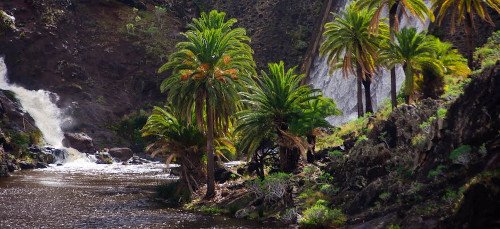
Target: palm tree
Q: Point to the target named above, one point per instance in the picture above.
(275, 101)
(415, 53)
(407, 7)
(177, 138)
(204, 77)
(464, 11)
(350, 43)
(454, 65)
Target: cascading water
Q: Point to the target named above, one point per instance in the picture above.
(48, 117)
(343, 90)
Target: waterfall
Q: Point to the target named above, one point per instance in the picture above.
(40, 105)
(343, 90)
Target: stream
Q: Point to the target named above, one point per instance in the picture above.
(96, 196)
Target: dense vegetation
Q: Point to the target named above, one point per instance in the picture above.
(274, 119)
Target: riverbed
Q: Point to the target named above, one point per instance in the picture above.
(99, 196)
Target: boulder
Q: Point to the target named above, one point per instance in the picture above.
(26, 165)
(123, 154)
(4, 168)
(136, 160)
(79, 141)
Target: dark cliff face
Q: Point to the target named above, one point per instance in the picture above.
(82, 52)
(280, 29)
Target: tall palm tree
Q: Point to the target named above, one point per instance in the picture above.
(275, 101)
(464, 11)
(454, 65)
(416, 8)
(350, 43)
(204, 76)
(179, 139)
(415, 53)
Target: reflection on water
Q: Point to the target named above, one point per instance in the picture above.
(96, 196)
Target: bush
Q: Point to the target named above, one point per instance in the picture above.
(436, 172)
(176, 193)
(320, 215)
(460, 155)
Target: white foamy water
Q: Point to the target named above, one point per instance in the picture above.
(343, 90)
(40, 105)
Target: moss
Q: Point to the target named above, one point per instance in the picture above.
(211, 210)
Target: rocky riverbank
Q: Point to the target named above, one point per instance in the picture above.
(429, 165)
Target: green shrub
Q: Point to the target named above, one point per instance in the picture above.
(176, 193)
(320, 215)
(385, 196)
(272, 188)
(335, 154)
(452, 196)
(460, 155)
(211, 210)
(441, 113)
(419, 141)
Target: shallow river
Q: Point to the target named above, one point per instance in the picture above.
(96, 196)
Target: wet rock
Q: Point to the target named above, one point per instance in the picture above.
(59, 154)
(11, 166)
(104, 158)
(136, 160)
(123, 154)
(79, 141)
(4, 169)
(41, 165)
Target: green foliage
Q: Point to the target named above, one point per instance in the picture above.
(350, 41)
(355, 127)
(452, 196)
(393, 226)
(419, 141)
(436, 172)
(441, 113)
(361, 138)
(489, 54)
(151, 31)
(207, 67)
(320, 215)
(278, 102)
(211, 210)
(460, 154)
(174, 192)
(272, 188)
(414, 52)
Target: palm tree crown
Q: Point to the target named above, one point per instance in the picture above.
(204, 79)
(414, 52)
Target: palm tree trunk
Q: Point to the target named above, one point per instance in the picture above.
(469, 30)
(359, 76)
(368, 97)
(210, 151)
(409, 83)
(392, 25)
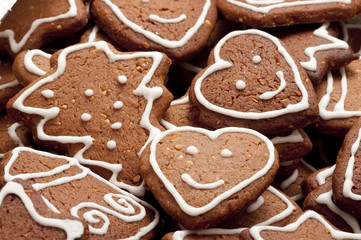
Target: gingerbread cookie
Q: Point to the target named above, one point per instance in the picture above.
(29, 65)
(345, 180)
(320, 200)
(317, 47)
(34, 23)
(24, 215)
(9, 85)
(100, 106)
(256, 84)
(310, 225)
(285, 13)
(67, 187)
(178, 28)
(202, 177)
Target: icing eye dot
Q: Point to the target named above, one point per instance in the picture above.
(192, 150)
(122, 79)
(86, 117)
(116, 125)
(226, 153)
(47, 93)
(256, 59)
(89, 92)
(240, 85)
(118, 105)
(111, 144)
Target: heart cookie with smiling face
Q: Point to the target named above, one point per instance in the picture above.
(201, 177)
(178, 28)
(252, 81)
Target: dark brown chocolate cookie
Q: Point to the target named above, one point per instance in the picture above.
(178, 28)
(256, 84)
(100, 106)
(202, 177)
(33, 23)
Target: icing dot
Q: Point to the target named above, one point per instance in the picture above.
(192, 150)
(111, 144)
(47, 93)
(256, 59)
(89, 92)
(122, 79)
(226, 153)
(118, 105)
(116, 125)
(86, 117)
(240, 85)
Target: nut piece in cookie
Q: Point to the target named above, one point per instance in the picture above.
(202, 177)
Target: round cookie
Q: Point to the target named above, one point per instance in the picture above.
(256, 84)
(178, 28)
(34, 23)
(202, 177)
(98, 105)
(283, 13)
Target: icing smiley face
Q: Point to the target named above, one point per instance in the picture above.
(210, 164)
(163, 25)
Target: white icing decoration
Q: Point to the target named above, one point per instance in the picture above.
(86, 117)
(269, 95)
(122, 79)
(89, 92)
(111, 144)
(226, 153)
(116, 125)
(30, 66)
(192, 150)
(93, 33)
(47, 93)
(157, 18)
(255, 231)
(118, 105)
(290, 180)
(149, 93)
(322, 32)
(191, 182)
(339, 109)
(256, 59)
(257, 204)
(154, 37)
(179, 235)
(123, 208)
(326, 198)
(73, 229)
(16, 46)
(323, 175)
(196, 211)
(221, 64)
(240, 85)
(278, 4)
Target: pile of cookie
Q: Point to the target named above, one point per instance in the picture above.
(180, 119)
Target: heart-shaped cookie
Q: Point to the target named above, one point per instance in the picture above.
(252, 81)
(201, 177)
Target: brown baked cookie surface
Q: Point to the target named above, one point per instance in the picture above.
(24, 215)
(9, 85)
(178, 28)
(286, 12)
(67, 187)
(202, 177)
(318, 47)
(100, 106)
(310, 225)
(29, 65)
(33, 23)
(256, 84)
....
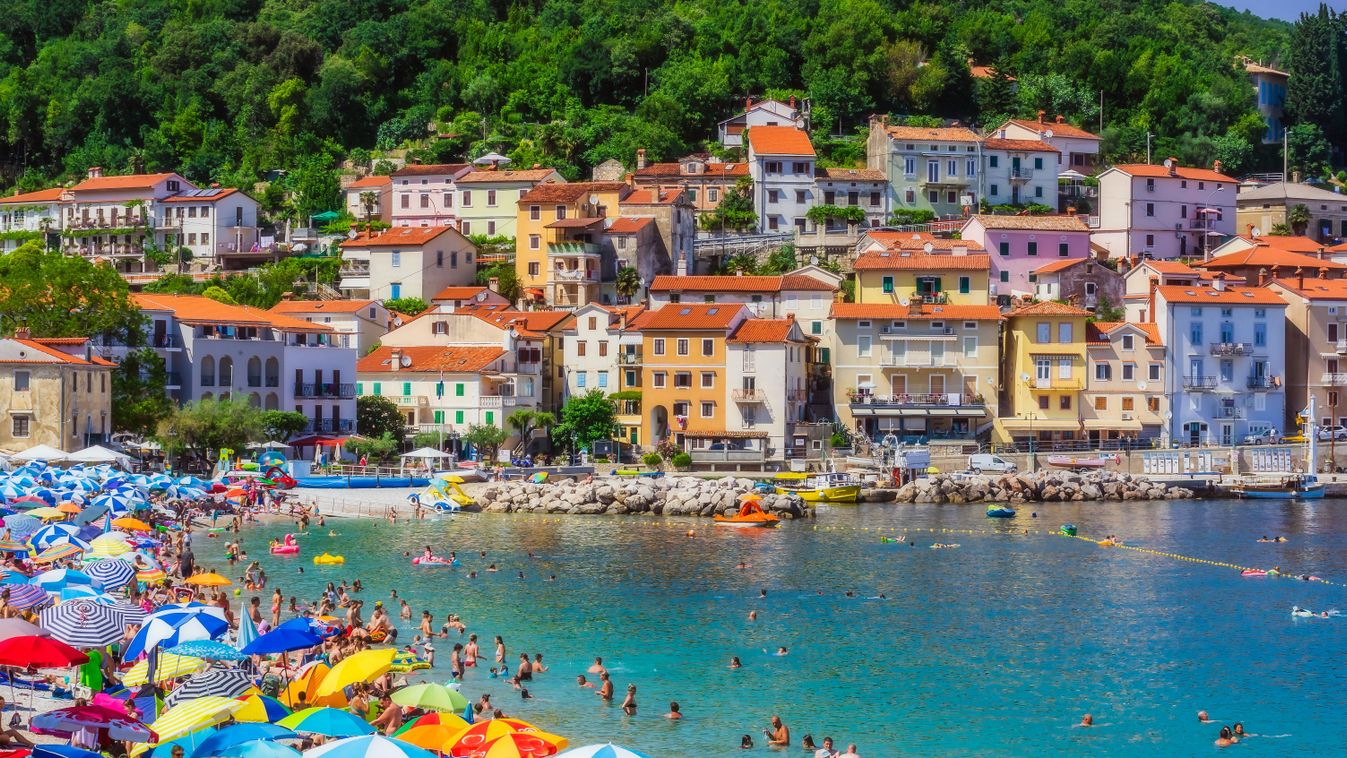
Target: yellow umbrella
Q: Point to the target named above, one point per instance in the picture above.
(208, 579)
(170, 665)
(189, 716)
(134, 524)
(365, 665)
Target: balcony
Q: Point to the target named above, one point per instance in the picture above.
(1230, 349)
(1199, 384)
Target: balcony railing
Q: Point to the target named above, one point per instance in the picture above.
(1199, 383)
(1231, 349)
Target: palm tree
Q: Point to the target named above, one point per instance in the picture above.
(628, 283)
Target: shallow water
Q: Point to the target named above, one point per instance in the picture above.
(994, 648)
....
### WORK ORDER
Above this instruction are the records; retype exactly the lines from the one containing "Target: wet rock" up to and including the one containing "Target: green foliage".

### EXERCISE OUTPUT
Target: wet rock
Q: Point to the target named above, one point per instance in the picture above.
(59, 154)
(11, 166)
(104, 158)
(136, 160)
(123, 154)
(79, 141)
(4, 169)
(41, 165)
Target: green foliage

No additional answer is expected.